Requirement ::
Without changing a single word, set down all of the records.

Input for this task ::
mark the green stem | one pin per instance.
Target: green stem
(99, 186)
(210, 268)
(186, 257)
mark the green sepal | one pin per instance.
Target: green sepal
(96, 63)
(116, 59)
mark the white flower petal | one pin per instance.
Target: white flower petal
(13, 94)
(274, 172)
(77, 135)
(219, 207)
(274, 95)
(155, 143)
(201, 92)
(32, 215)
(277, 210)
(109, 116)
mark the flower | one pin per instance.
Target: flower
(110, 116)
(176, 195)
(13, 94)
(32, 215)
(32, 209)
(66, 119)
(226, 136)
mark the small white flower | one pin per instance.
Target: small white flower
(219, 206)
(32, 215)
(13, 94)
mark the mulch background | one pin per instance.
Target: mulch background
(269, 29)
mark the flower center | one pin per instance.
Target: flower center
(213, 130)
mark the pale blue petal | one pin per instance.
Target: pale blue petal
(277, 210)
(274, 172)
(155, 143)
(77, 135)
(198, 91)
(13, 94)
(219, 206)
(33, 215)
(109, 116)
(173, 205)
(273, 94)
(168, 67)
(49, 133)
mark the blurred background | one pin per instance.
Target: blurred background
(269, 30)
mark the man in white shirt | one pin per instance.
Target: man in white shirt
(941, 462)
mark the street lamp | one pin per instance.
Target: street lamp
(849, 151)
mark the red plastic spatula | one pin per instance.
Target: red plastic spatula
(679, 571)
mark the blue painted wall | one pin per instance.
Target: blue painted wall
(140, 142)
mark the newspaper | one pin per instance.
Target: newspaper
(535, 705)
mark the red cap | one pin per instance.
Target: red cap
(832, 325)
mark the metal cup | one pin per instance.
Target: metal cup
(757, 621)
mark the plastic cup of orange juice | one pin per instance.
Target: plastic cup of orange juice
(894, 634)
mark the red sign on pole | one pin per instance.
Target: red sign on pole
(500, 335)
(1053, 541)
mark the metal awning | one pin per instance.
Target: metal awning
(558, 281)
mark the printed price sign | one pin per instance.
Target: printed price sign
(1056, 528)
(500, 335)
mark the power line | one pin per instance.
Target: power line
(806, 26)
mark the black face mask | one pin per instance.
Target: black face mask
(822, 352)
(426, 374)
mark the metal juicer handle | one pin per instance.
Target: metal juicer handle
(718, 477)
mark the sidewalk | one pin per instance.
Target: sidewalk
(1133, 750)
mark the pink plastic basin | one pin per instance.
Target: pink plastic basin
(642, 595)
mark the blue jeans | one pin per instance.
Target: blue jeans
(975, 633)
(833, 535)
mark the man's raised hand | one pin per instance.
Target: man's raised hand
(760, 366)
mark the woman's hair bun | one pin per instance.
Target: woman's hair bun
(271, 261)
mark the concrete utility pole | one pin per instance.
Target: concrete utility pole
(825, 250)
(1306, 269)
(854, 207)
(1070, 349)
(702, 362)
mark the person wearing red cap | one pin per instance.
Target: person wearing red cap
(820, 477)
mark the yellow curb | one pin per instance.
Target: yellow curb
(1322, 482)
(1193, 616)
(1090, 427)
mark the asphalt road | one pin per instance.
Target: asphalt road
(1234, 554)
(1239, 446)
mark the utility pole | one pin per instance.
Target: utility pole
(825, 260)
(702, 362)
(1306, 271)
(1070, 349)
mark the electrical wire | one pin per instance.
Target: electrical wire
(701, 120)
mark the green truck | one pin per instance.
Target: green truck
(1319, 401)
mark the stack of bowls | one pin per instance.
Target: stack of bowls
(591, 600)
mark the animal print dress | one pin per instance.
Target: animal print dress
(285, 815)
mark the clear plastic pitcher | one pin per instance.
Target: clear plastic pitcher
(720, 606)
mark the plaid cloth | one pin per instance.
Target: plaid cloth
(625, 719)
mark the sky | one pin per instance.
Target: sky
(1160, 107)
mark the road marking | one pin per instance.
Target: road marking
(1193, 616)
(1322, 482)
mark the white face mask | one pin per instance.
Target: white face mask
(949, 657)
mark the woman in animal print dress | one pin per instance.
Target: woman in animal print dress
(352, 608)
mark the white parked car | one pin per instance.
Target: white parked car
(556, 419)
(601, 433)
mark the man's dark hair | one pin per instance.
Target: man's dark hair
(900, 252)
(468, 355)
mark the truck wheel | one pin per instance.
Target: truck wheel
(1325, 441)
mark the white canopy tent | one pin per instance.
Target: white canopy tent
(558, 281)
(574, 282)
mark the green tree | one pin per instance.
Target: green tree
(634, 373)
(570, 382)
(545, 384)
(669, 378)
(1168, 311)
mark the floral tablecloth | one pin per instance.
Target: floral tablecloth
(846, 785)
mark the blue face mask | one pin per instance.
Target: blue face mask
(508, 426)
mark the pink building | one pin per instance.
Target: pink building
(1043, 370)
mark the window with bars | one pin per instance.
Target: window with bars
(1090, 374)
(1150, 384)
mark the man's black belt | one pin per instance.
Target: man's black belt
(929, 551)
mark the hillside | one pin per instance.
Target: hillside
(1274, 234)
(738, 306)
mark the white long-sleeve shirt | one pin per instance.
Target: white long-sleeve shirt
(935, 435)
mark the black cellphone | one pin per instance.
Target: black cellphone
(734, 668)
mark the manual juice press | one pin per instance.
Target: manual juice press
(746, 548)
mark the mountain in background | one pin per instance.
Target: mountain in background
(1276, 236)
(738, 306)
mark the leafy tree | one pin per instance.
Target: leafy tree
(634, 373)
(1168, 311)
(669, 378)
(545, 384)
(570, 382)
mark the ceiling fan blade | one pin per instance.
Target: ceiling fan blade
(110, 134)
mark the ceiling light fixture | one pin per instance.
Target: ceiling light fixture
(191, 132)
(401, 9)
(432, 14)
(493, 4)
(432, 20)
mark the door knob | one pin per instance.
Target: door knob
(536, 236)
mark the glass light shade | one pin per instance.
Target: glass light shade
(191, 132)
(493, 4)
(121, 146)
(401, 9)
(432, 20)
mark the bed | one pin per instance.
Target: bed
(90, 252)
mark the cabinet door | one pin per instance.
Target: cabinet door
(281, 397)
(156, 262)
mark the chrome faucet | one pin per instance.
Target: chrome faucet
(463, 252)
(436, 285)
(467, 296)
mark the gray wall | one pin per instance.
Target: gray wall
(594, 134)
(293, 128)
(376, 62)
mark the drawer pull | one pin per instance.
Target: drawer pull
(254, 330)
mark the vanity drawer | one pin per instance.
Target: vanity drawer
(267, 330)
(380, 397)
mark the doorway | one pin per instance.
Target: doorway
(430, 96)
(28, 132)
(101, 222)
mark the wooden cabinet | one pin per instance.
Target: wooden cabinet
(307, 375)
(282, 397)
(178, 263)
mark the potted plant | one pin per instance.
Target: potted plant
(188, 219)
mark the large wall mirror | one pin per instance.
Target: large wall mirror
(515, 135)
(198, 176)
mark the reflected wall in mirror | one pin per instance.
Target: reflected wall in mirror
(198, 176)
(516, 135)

Expected output ::
mark the green stem | one pin per instance.
Target: green stem
(99, 186)
(210, 268)
(186, 257)
mark the green sepal | one pin per instance.
Target: green sepal
(96, 63)
(116, 59)
mark the white flower petal | one pin per instance.
Target: white flower petal
(13, 94)
(274, 172)
(77, 135)
(219, 207)
(274, 95)
(155, 143)
(201, 92)
(32, 215)
(277, 210)
(109, 116)
mark the flower | one pin per instance.
Target: flower
(110, 116)
(176, 195)
(13, 94)
(32, 215)
(32, 209)
(66, 119)
(226, 136)
mark the small white flower | one pin per instance.
Target: small white flower
(219, 206)
(32, 215)
(13, 94)
mark the mulch background | one pin per instance.
Target: mulch background
(269, 29)
mark the flower center | one pin per instance.
Target: flower center
(213, 130)
mark the pale blue petal | one pin per instance.
Target: pale blue petal
(277, 210)
(274, 172)
(155, 143)
(77, 135)
(198, 91)
(13, 94)
(219, 206)
(33, 215)
(109, 116)
(173, 205)
(273, 94)
(168, 67)
(49, 133)
mark the blurred background | one pin per instance.
Target: blurred background
(269, 30)
mark the man in white shirt | one pin per instance.
Target: man in white shirt
(941, 462)
mark the street lamp | one pin per instance.
Target: street lamp
(849, 151)
mark the red plastic spatula | one pin per instance.
Target: red plastic spatula
(679, 571)
mark the blue painted wall | one pin per instance.
Target: blue painted wall
(140, 142)
mark the newspaper | one pin per instance.
Target: newspaper
(535, 705)
mark the red cap | one pin per instance.
Target: red cap
(832, 325)
mark the metal cup | one pin per instance.
Target: metal cup
(757, 621)
mark the plastic cup of orange juice | one pin per instance.
Target: plastic cup of orange juice
(894, 634)
mark the red sign on pole | one pin per instance.
Target: red sign on pole
(500, 335)
(1053, 541)
mark the metal awning | one pin per instance.
Target: metal awning
(558, 281)
mark the printed price sign | one pin per instance.
Target: printed price sign
(1056, 528)
(500, 335)
mark the power line | one pin per instance.
Target: power line
(806, 26)
mark the black face mask | one pin per instance.
Target: black face mask
(822, 352)
(426, 374)
mark the metal juicer handle | one pin per instance.
Target: metal juicer handle
(718, 477)
mark the sidewalk | one pin per instance.
Target: sidewalk
(1133, 750)
mark the pink plastic basin | one pin per instance.
Target: pink plastic basin
(642, 595)
mark the blue jeans | one pin per instance.
Target: blue jeans
(975, 633)
(833, 535)
mark the man's raised hand | one pin per instance.
Target: man's raised hand
(760, 366)
mark the woman's hair bun | one pin per instance.
Target: woman's hair bun
(271, 261)
mark the concrete utility pole | one pin per instance.
Target: concrete utility pole
(825, 250)
(1306, 269)
(854, 207)
(1070, 349)
(702, 362)
mark the person wearing red cap | one pin per instance.
Target: person wearing red cap
(820, 477)
mark the yellow curb | one pin per instance.
Target: yellow curb
(1322, 482)
(1193, 616)
(1090, 427)
mark the asphalt road | one pin per instance.
Target: asphalt road
(1234, 554)
(1239, 446)
mark the utility pole | one pin per instance.
Target: utility pole
(825, 260)
(702, 362)
(1306, 271)
(1070, 349)
mark the electrical wire | one pin per instance.
Target: electrical wire
(701, 120)
mark the green truck | one pin per instance.
Target: green truck
(1319, 401)
mark the stack of bowls | one pin per instance.
Target: stack of bowls
(591, 600)
mark the animal print dress | one pin per instance.
Target: animal print dress
(285, 815)
mark the clear plastic pitcher | one pin per instance.
Target: clear plastic pitcher
(720, 606)
mark the plaid cloth | one pin per instance.
Target: plaid cloth
(625, 719)
mark the sky | one pin per instance.
Target: sky
(1160, 107)
mark the road marking | one pin per instance.
Target: road marking
(1193, 616)
(1322, 482)
mark the white face mask | one pin per instance.
Target: white face mask
(949, 657)
mark the woman in animal print dress | one pin per instance.
Target: woman in animal print dress
(352, 608)
mark the white parked car | one pin per instance.
Target: white parked car
(556, 419)
(601, 433)
mark the man's dark hair | one pin per instance.
Target: man's dark hair
(900, 252)
(468, 355)
mark the truck wheel | one pin per instance.
Target: truck wheel
(1325, 441)
mark the white canopy tent | one pin per instance.
Target: white canopy tent
(558, 281)
(574, 282)
mark the green tree | one pin per instance.
Target: green tree
(634, 373)
(570, 382)
(545, 384)
(669, 378)
(1168, 311)
mark the floral tablecloth | one pin per instance.
Target: floral tablecloth
(846, 785)
mark the blue face mask | one pin per instance.
Target: blue face mask
(508, 426)
mark the pink building | one pin per instance.
Target: pink building
(1043, 370)
mark the window with bars | one pin per instance.
Target: window with bars
(1090, 374)
(1150, 384)
mark the man's black belt | one pin per instance.
Target: man's black belt
(929, 551)
mark the hillside | one pin per instance.
Target: hillside
(1274, 234)
(738, 306)
mark the white long-sleeve shirt | one pin per instance.
Target: white long-sleeve shirt
(935, 435)
mark the black cellphone | one pin per instance.
Target: black cellphone
(734, 668)
mark the manual juice press | one pin per instance.
Target: manual juice press
(746, 548)
mark the mountain in background | one pin per instance.
Target: mountain in background
(1276, 236)
(738, 306)
mark the leafy tree | one pin per instance.
Target: leafy tree
(634, 373)
(1168, 311)
(669, 378)
(545, 384)
(570, 382)
mark the ceiling fan blade | one pin per instance.
Target: ceiling fan blade
(110, 134)
mark the ceiling light fixture | one pin per instance.
Target: ceiling light fixture
(191, 132)
(401, 9)
(432, 14)
(493, 4)
(432, 20)
mark the door knob | one pin per instance.
Target: door knob
(536, 236)
mark the glass light shade | one pin per instance.
Target: glass light shade
(191, 132)
(493, 4)
(121, 146)
(401, 9)
(432, 20)
mark the bed | one pin per instance.
Target: bed
(90, 252)
mark the cabinet door | one pin per instance.
Target: cabinet door
(281, 397)
(156, 262)
mark the chrome faucet | one pin per instance.
Target: chrome faucet
(463, 252)
(436, 285)
(467, 296)
mark the gray wall | one pin per instance.
Target: gray wall
(594, 134)
(293, 128)
(376, 62)
mark the drawer pull | one pin per instance.
Target: drawer pull
(254, 330)
mark the vanity drawer | one pin per instance.
Target: vanity drawer
(267, 330)
(380, 397)
mark the doorway | one pin per instance.
Target: doorway
(430, 96)
(28, 132)
(101, 222)
mark the wooden cabinet | one pin per instance.
Target: wooden cabinet
(307, 375)
(282, 397)
(178, 263)
mark the potted plant | one pin per instance.
Target: potted plant
(188, 219)
mark the large wall mirror | one pin per instance.
Target: large wall mirror
(515, 135)
(198, 176)
mark the reflected wall in mirror | one pin per instance.
Target: reflected wall in mirror
(198, 176)
(516, 135)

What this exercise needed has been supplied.